Task to complete: Copy out all of the data word for word. Omit every picture.

[Excerpts from a dataset]
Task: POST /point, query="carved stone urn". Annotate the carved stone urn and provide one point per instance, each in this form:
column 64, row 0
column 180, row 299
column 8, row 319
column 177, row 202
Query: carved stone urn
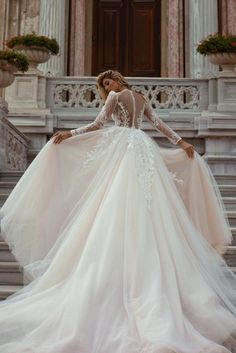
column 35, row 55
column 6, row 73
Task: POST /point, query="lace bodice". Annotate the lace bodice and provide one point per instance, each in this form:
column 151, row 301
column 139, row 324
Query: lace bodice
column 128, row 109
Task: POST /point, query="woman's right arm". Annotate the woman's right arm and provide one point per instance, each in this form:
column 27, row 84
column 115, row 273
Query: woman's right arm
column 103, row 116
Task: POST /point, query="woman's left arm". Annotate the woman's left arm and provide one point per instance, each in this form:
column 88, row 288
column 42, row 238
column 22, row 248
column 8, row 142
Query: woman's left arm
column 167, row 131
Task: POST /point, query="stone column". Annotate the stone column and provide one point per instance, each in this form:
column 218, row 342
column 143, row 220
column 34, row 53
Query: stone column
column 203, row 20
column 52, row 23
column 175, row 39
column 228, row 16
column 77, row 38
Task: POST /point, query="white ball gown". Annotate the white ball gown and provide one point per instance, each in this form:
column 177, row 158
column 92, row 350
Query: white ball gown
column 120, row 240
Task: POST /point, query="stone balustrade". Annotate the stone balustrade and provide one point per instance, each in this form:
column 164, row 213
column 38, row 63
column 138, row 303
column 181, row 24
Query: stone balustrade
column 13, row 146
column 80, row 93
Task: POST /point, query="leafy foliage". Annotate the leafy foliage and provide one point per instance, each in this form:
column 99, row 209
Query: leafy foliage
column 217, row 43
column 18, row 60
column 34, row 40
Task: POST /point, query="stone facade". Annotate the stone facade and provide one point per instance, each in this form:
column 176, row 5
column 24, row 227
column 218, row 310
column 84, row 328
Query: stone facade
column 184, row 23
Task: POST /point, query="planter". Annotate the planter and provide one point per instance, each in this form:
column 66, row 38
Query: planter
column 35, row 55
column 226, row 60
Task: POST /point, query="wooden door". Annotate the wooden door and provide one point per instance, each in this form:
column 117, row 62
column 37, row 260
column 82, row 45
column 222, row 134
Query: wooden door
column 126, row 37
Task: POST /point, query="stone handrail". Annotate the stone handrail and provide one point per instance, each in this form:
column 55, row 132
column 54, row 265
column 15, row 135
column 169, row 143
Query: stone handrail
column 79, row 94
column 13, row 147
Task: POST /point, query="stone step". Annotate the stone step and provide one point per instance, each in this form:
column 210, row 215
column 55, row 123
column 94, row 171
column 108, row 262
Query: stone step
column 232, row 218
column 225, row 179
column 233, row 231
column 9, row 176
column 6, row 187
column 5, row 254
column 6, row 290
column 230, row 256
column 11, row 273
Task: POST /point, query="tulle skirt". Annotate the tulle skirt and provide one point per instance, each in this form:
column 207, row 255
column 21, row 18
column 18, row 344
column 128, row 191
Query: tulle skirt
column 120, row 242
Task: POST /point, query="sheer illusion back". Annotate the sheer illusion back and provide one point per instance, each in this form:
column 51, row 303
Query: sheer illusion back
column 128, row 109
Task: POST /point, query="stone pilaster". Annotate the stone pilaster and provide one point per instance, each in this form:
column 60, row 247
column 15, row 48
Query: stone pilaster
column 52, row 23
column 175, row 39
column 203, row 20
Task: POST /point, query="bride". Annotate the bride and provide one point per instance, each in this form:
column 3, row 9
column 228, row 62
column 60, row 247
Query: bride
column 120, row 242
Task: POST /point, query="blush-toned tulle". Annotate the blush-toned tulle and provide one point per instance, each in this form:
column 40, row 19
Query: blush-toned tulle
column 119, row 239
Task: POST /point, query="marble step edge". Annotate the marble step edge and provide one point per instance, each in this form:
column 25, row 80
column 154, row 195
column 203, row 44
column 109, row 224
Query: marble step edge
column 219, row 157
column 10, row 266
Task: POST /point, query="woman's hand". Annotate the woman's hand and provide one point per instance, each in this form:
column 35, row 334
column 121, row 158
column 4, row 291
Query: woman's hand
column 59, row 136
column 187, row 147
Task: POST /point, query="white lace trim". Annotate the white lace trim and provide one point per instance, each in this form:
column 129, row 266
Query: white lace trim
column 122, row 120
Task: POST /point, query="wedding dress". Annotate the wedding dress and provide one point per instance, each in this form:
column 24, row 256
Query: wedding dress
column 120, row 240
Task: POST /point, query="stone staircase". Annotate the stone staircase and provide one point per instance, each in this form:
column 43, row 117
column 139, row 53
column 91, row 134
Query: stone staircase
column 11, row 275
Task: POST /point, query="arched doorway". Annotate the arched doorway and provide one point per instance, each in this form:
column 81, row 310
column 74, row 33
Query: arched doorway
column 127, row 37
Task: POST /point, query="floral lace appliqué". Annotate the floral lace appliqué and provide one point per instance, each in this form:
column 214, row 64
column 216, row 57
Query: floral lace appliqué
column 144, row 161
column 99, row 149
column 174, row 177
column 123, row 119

Worked solution:
Task: POST /point, query="carved stone urn". Annotate the carved stone urn and provide one point per instance, each in this form:
column 64, row 0
column 180, row 299
column 8, row 319
column 177, row 202
Query: carved stone urn
column 35, row 55
column 6, row 73
Task: POST /point, query="lace bodice". Annotate the lace bodice and provide one point per instance, each in this form:
column 151, row 301
column 139, row 324
Query: lace bodice
column 128, row 109
Task: POST /point, query="woman's right arm". Annotate the woman's right arm and provide one point per instance, each in this form:
column 27, row 84
column 115, row 273
Query: woman's right arm
column 103, row 116
Task: POST /point, query="woman's left arm". Annotate the woman's left arm and provide one point per instance, each in this form:
column 88, row 288
column 42, row 238
column 22, row 248
column 8, row 142
Query: woman's left arm
column 167, row 131
Task: POST /point, query="stone column". Annotate the stone column and provide one point per instance, each in this form:
column 218, row 342
column 143, row 220
column 34, row 53
Query: stone column
column 203, row 20
column 52, row 23
column 175, row 39
column 228, row 16
column 77, row 38
Task: POST /point, query="white ball gown". Annotate the white ball gown and provide one point per instance, each in this form:
column 177, row 158
column 92, row 350
Query: white ball gown
column 120, row 240
Task: POST /point, query="stone balustrade". Annotate the stone balustrade and provide one point per instance, each in this form:
column 164, row 213
column 38, row 63
column 138, row 303
column 181, row 24
Query: stone balustrade
column 13, row 146
column 80, row 93
Task: POST /point, query="leafy foliage". Annotate the leafy foliage and provide one point per instance, each in this form:
column 99, row 209
Query: leafy foliage
column 217, row 43
column 18, row 60
column 34, row 40
Task: POST /point, query="stone facade". Annotate the stone facade and provide one point per instance, each in this form:
column 176, row 5
column 24, row 227
column 218, row 310
column 84, row 328
Query: stone facade
column 184, row 23
Task: POST /point, query="planter". Annotate the planter and provide one point per instance, each in this form:
column 66, row 38
Query: planter
column 35, row 55
column 226, row 60
Task: POST /point, query="wooden door". Annotate the wooden door and provide one point per instance, each in this form:
column 117, row 62
column 37, row 260
column 82, row 45
column 222, row 134
Query: wooden door
column 126, row 37
Task: POST /point, query="stone handrail". Annotate the stone handrail and provide one point per instance, each in this form:
column 55, row 132
column 54, row 265
column 15, row 135
column 169, row 143
Query: stone handrail
column 79, row 94
column 13, row 147
Task: POST /point, query="stone step". Annotate the stone step and provide one point per instance, each in this form:
column 210, row 215
column 55, row 123
column 94, row 171
column 108, row 262
Query: stone step
column 232, row 218
column 225, row 179
column 233, row 231
column 9, row 176
column 6, row 187
column 5, row 254
column 6, row 290
column 230, row 256
column 11, row 273
Task: POST /point, query="tulle skirt". Annotate the tulle skirt and provide one point per instance, each in this form:
column 207, row 255
column 21, row 18
column 18, row 344
column 128, row 191
Query: tulle skirt
column 120, row 242
Task: POST /point, query="sheer illusion back". Annotate the sheer illusion back and provide one point per instance, each in this form:
column 51, row 303
Query: sheer illusion back
column 128, row 109
Task: POST /point, query="stone pilaster". Annotate the stone pilaster and provide one point per instance, each in this form:
column 60, row 247
column 15, row 48
Query: stone pilaster
column 52, row 23
column 175, row 39
column 203, row 20
Task: POST /point, query="bride". Annotate the bride and provide one point per instance, each in this form:
column 3, row 9
column 228, row 62
column 60, row 247
Query: bride
column 120, row 242
Task: POST /point, query="blush-toned tulle". Annotate the blush-toned tulle and provide one point per instance, each in this form:
column 40, row 19
Query: blush-toned tulle
column 119, row 239
Task: POST /point, query="marble step edge". Annotate the marble step edge and provide one point per instance, each in this form:
column 25, row 80
column 154, row 195
column 203, row 44
column 109, row 224
Query: marble step edge
column 219, row 157
column 10, row 266
Task: POST /point, query="woman's hand". Annotate the woman's hand and provide one point per instance, each in this form:
column 35, row 334
column 121, row 158
column 4, row 291
Query: woman's hand
column 59, row 136
column 187, row 147
Task: POST /point, query="white lace trim". Annotate the white lace trim and provide one point per instance, each in this form:
column 129, row 266
Query: white lace trim
column 122, row 120
Task: POST /point, query="wedding dress". Annotate the wedding dress and provide one point per instance, each in this form:
column 24, row 256
Query: wedding dress
column 120, row 240
Task: POST /point, query="stone staircase". Annotate the stone staircase and provide one point per instance, each in this form:
column 43, row 117
column 139, row 53
column 91, row 134
Query: stone staircase
column 11, row 275
Task: POST /point, query="arched doorway". Annotate the arched doorway and provide one point per instance, each in this form:
column 81, row 310
column 74, row 33
Query: arched doorway
column 127, row 37
Task: POST /point, query="floral lace appliqué". Annotate the floral lace appliqué and provide one point per instance, each in this form:
column 214, row 64
column 216, row 57
Query: floral lace appliqué
column 144, row 161
column 99, row 149
column 174, row 177
column 123, row 119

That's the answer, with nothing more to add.